Valley Meat’s application to begin
slaughtering horses for human consumption, has created a furor. Horse
slaughtering was effectively banned in the United States until 2011, when
language prohibiting the financing of inspections of horse meat facilities fell
out of an appropriations bill.
Since then, the U.S.D.A. has
received applications from six companies seeking permission to start
slaughtering horses, according to documents obtained through the Freedom of
Information Act by Bruce A. Wagman, a lawyer for
Front Range. In addition to Valley Meat, facilities in Iowa, Oklahoma,
Tennessee and Rockville and Gallatin, Mo., have sought U.S.D.A. approval, Mr. Wagman said.
On Wednesday, Senator Mary Landrieu,
Democrat of Louisiana; Senator Lindsey Graham, Republican of South Carolina;
Representative Patrick Meehan, Republican of Pennsylvania; and Representative
Jan Schakowsky Democrat of Illinois, introduced a bill to prohibit horse
slaughter for human consumption and forbid the transport of horses across the
border for slaughter in other countries.
The recent uproar over horse meat
began in Europe earlier this year when trace amounts were found in products
labeled 100 percent beef. Major food companies and restaurant
chains, like Nestlé and Taco Bell, pulled products off shelves and tables in 14
countries.
In describing the series of events
involving Valley Meat, Ms. Ashley-Marx said her department’s inspections were
prompted by the letter Dr. Nelson of the inspection service sent to the New
Mexico health department on Jan. 22, 2010, after a visit he had made to the
plant earlier that month.
“Approximately 200 yards behind the
facility, Mr. de los Santos drags dead cattle (mostly old dairy cows) and piles
them on a concrete pad where he leaves them to rot,” Dr. Nelson wrote. “He
calls it composting, but by all appearances rotting would be more accurate.”
Dr. Nelson, who is a veterinarian,
said his concern was that materials that could cause bovine spongiform
encephalopathy, known commonly as mad cow disease,
could find their way into the soil and feed.
Mr. Dunn disputed Dr. Nelson’s
findings, saying, “Let’s get the facts straight — there never was this mountain
of dead, rotting animals.” He added that his clients had been working with
state officials to remove the remains.
Ms. Ashley-Marx said she had not
seen any carcasses, either, when she and a colleague visited the site about
four months after Dr. Nelson wrote his letter. But she said the agency had
identified other problems. The company did not have state permission to compost
its waste materials and did not know how to properly compost animal tissue, a
method called mortality composting.

◆ **Tasks to perform**
• 1. Starting at "Valley Meat’s application" and ending at "an appropriations bill." in the horse slaughter article, swap "furor" for "controversy" and write out the passage.
• 2. According to the horse slaughter article, how many companies had applied to the U.S.D.A. for permission to start slaughtering horses?
The listing after this article plays no part in the exercises.

◆ **The data**
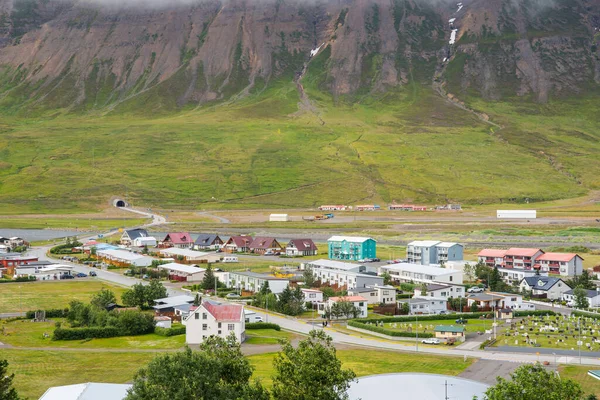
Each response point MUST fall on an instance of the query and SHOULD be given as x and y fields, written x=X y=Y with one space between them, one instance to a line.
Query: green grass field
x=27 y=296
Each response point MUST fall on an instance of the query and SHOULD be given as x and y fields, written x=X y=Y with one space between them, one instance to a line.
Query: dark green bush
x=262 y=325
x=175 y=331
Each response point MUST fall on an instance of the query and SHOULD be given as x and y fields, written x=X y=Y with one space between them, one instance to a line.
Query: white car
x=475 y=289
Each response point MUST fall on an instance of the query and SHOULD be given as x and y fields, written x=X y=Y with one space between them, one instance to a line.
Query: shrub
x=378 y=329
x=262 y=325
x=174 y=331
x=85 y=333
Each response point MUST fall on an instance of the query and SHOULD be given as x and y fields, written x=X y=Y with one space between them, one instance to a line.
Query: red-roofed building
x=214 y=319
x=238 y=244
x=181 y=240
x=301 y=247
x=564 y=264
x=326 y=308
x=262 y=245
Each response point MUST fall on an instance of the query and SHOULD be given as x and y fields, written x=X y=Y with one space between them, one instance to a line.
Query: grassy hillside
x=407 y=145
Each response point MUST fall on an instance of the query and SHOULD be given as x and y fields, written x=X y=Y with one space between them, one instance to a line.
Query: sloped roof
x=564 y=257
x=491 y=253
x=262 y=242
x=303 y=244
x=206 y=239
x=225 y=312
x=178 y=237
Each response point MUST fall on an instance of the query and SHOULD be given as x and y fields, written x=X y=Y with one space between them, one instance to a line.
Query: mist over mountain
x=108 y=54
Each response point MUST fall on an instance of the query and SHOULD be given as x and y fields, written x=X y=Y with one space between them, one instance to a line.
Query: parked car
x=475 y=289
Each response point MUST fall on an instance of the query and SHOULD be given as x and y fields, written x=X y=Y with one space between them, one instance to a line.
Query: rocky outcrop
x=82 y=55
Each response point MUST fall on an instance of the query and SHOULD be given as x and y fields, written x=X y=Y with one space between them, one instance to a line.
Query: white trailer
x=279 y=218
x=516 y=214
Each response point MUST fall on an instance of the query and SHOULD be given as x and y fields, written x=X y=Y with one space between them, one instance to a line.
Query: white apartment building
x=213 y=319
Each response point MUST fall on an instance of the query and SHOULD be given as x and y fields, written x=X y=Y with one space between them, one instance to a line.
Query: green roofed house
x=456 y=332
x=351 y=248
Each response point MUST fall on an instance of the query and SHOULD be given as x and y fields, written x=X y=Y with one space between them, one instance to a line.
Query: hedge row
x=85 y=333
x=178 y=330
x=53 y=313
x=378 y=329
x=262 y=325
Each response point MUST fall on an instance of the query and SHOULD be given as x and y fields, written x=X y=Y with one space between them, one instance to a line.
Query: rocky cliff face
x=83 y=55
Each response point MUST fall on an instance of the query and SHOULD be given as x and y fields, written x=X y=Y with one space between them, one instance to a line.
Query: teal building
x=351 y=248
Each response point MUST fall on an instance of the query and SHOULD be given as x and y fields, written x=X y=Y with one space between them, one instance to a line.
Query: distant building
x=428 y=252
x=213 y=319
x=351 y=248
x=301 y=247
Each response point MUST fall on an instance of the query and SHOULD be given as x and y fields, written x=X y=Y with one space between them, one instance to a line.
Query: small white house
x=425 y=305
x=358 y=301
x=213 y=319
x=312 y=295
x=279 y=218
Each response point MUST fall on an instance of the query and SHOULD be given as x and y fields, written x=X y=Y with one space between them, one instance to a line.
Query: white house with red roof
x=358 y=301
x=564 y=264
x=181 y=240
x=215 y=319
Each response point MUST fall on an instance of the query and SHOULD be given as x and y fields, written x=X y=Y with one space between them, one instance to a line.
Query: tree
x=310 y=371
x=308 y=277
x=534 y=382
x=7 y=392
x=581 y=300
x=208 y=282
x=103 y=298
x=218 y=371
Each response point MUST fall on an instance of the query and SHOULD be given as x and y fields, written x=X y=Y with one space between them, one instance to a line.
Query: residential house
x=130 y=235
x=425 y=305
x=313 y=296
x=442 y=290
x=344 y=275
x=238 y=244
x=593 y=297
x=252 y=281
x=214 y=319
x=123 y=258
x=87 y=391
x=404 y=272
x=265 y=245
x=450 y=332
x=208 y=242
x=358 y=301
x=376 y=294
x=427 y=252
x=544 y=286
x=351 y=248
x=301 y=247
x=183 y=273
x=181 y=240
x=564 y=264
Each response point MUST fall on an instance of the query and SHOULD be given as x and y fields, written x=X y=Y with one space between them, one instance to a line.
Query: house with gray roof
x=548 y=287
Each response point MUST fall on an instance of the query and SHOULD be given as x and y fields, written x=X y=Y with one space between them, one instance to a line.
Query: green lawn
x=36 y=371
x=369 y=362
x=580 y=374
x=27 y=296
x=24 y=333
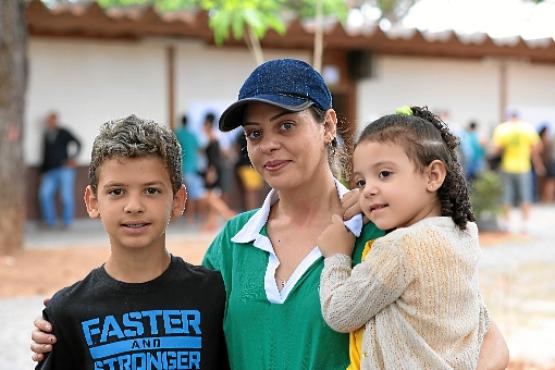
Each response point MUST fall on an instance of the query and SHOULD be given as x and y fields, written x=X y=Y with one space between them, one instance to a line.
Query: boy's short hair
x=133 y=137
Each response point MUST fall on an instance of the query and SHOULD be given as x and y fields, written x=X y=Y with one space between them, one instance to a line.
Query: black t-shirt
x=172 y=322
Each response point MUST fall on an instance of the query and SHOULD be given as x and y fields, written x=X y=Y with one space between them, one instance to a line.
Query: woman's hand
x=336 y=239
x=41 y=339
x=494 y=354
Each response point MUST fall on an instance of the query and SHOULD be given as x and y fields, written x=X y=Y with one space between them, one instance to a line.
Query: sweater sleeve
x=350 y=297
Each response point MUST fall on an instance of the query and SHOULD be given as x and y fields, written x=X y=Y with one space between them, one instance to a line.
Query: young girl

◆ **Numbered answers**
• 1.
Valley Meat’s application to begin
slaughtering horses for human consumption, has created a controversy. Horse
slaughtering was effectively banned in the United States until 2011, when
language prohibiting the financing of inspections of horse meat facilities fell
out of an appropriations bill.

• 2. Six companies.